[Saved entries]
- Opening Delimiter -
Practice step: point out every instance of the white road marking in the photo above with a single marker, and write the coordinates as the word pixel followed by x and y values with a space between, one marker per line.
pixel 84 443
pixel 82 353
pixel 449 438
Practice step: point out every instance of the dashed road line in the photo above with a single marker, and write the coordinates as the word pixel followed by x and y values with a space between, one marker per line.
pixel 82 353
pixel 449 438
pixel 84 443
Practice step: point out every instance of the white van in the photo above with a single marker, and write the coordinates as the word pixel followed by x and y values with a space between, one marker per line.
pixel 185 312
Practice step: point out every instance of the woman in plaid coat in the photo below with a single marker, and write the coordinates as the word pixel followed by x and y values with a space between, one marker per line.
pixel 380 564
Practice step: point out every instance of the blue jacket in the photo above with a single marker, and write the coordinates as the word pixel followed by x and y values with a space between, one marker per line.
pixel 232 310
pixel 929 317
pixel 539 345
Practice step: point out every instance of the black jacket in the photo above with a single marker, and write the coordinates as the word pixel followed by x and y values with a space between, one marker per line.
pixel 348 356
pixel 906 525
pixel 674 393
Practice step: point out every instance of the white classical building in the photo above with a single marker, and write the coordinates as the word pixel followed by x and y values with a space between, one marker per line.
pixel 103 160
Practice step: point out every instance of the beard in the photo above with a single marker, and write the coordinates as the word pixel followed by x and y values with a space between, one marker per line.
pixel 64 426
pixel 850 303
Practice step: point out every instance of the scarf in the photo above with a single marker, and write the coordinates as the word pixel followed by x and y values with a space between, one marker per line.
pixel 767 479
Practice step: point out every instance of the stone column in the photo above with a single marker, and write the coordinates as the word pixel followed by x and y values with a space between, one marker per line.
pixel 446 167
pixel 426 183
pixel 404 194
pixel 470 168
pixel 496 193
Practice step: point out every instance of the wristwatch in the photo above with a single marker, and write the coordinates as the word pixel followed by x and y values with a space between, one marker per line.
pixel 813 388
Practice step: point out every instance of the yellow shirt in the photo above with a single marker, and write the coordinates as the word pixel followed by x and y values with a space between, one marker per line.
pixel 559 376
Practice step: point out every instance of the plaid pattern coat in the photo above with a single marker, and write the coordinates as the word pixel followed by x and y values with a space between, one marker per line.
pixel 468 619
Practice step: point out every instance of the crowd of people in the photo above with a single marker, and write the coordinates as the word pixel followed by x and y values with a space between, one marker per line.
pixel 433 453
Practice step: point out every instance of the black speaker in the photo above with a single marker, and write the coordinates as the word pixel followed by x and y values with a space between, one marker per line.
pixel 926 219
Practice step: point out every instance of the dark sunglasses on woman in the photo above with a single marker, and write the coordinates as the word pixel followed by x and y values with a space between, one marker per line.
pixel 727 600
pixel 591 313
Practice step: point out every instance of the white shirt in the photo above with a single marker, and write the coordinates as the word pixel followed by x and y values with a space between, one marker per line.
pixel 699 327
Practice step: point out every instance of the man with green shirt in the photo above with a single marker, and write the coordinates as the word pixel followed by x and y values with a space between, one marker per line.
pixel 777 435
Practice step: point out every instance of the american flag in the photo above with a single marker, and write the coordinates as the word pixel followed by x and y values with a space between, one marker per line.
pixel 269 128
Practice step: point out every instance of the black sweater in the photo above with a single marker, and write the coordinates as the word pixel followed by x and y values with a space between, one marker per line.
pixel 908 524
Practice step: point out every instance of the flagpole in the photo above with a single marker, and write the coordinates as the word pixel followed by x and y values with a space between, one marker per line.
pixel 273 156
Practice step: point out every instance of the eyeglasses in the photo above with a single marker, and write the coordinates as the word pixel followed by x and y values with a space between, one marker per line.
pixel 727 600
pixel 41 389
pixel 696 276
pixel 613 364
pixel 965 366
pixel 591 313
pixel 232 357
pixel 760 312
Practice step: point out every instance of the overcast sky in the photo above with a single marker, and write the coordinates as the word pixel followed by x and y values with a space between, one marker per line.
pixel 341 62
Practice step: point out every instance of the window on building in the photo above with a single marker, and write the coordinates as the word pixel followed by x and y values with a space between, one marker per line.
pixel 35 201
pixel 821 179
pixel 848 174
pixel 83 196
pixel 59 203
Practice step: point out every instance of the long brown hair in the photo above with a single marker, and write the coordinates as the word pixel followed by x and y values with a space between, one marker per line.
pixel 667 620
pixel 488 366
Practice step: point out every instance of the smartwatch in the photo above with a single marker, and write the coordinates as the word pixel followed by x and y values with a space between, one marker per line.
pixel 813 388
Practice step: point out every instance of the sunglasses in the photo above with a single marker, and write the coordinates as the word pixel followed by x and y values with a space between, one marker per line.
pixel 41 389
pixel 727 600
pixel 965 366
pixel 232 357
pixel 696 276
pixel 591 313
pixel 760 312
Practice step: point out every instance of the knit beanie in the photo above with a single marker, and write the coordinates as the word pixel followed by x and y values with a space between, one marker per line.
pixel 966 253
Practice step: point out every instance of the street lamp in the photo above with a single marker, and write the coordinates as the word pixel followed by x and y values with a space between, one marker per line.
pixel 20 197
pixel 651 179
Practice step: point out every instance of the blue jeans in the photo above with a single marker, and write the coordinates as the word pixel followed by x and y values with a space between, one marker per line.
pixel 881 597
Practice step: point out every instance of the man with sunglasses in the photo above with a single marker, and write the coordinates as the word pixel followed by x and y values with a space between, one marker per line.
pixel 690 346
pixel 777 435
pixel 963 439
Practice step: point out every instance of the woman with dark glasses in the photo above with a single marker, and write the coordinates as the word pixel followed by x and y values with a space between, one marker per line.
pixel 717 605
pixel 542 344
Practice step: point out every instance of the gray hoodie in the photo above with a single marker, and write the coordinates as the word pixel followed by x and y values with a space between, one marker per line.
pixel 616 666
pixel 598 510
- Closing Delimiter -
## Activity
What is needed is a word-for-word restatement of all the data.

## Output for this exercise
Practice step: point out every instance of the white road marking in the photo above with a single marker, and write the coordinates as the word pixel followed by x and y values with a space between, one marker per line.
pixel 84 443
pixel 82 353
pixel 449 438
Practice step: point out every instance of the dashed road line in the photo above with a single marker, and write the coordinates as the word pixel followed by x and y values with a space between, one marker per line.
pixel 82 353
pixel 449 438
pixel 84 443
Practice step: point out every instance of the white van in the photo above with a single marker, and write the coordinates as the word pixel followed by x and y values with a space between, one marker per line.
pixel 185 312
Practice step: point out every instance of the woman in plaid coat in the photo below with a single marker, and write the coordinates as the word pixel followed by x and y values with a space between, one marker per line.
pixel 380 564
Practice step: point out every instance of the blue jacket in the photo above with a single marker, and write the coordinates as the word pixel followed by x and y values with a space between, one marker per line.
pixel 232 310
pixel 929 317
pixel 539 345
Practice step: point out every instance of the black jacket in the photo above with a single marker, and write the coordinates as the word pixel followed by x and y values with a space between, one marker per line.
pixel 348 356
pixel 906 525
pixel 674 393
Practice step: point out every instance of the white classical building in the photo above with a single marker, and write the coordinates as the word pixel followed by x and y values with a space between, one marker per line.
pixel 103 160
Practice step: point out every instance of the beard in the photo above with a single marker, and write the coordinates as the word pixel followed by x and y values with a space between, one marker per line.
pixel 64 426
pixel 850 303
Practice step: point out every instance of the scarf in the photo above with a single marker, and write the coordinates as the word pixel followed by x and y values with a space between, one marker per line.
pixel 767 479
Practice step: point out every instance of the stone column in the photo above with a single marker, and write the coordinates as the word pixel followed by x and y values with a space between, one marker per line.
pixel 446 167
pixel 426 183
pixel 404 194
pixel 470 168
pixel 496 193
Practice step: point out every instance of the wristwatch in the photo above with a single marker, and write the coordinates as the word pixel followed by x and y values with a space between, one marker per line.
pixel 813 388
Practice step: point out every instance of the yellow shirt in the photo above with a single marker, and write the coordinates as the word pixel followed by x and y values with a space between, one marker per line.
pixel 559 376
Practice step: point out every instance of the plaid pattern coat in the photo above with a single marker, and write the coordinates as the word pixel followed by x and y values with a space between, one marker per line.
pixel 468 619
Practice step: point out every instance of the crowd of people in the photo above with a single marker, and write the coordinates as the word pixel followed by x and y values with a space between, one marker per line.
pixel 433 453
Practice step: point out every instance of the black speaker in the photo above with a single marker, and write the coordinates as the word pixel followed by x and y values with a space between, one marker per line.
pixel 926 219
Practice step: point out every instance of the dark sunglasses on woman in the photo above with a single marker, and write the coordinates as the word pixel followed by x and y values with a space between, one marker per line.
pixel 727 600
pixel 591 313
Practice step: point out every instance of the white shirt in the photo above with a single marker, and write the coordinates as the word pixel followed by x and y values with a space between, one marker per line.
pixel 699 327
Practice step: point out every instance of the man with green shirt in the photo above with a single marker, and write the coordinates as the word pixel followed by x and y values with a space between, one marker per line.
pixel 777 435
Practice step: point out every instance of the american flag in the photo above with a single marker, and write the coordinates as the word pixel followed by x and y values with a space between, one marker per line.
pixel 269 128
Practice step: point out every instance of the black sweater in the photo above with a single marker, and write the coordinates as the word pixel followed by x and y values with a space between, one marker per line.
pixel 908 524
Practice step: point out every instance of the flagpole in the photo above with a single marker, and write the coordinates as the word pixel followed by x and y values with a space between, one marker per line.
pixel 273 156
Practice step: point out every instance of the eyeglasses in the photo above with a single marker, and write the coordinates as the word pixel followed by x and y values with a space between, one marker per line.
pixel 727 600
pixel 41 389
pixel 696 276
pixel 613 364
pixel 965 366
pixel 591 313
pixel 232 357
pixel 760 312
Practice step: point out every instance of the overcast sky in the photo above with a single marker, and write the coordinates as the word pixel followed by x and y values with a space between, one marker per line.
pixel 341 62
Practice step: point out every instance of the window on building in the photo above with a single marker, and write the coordinates as the word pixel followed by x and y values with a space between, one marker per line.
pixel 35 201
pixel 821 179
pixel 848 174
pixel 83 196
pixel 59 203
Practice step: point out every instance of the long brown hair in the photo above with a single marker, and write the coordinates as the word pixel followed by x and y values with a space between, one marker per line.
pixel 667 620
pixel 488 366
Practice step: point out every instance of the smartwatch in the photo above with a single marker, and write the coordinates as the word pixel followed by x and y values with a space between, one marker per line.
pixel 813 388
Practice step: point out every instance of the sunglasses in the photo above with a single marker, and write the coordinates as the word pixel followed by x and y values with a space between, one marker per line.
pixel 41 389
pixel 727 600
pixel 965 366
pixel 232 357
pixel 696 276
pixel 591 313
pixel 760 312
Practice step: point out every instance of the knit beanie in the photo above with a single marker, and write the coordinates as the word pixel followed by x and y values with a space between, one marker per line.
pixel 966 253
Practice step: point out every instance of the street lamp in the photo above with a single marker, and write the coordinates as the word pixel followed by x and y values with a space between, one marker per line.
pixel 20 197
pixel 651 179
Practice step: point out every instance of the blue jeans in the photo above with a single marker, and write the coordinates as the word pixel followed by x and y values with a space between, one marker per line.
pixel 881 597
Practice step: point out every instance of the man with sunglasses in the photo above with a single marker, and write the coordinates as the word pixel followed by x and y values with a space between, one marker per line.
pixel 690 346
pixel 777 435
pixel 963 439
Practice step: point out every instance of the woman with dark glasses in the photo above with a single marker, and write the coordinates as the word pixel followed by x and y values with a space between, one marker per line.
pixel 717 605
pixel 542 344
Practice step: point out every instance of the gray hoodie in the photo above with a single marker, and write the coordinates as the word pixel followed by x and y values with a space between, one marker per line.
pixel 616 666
pixel 598 510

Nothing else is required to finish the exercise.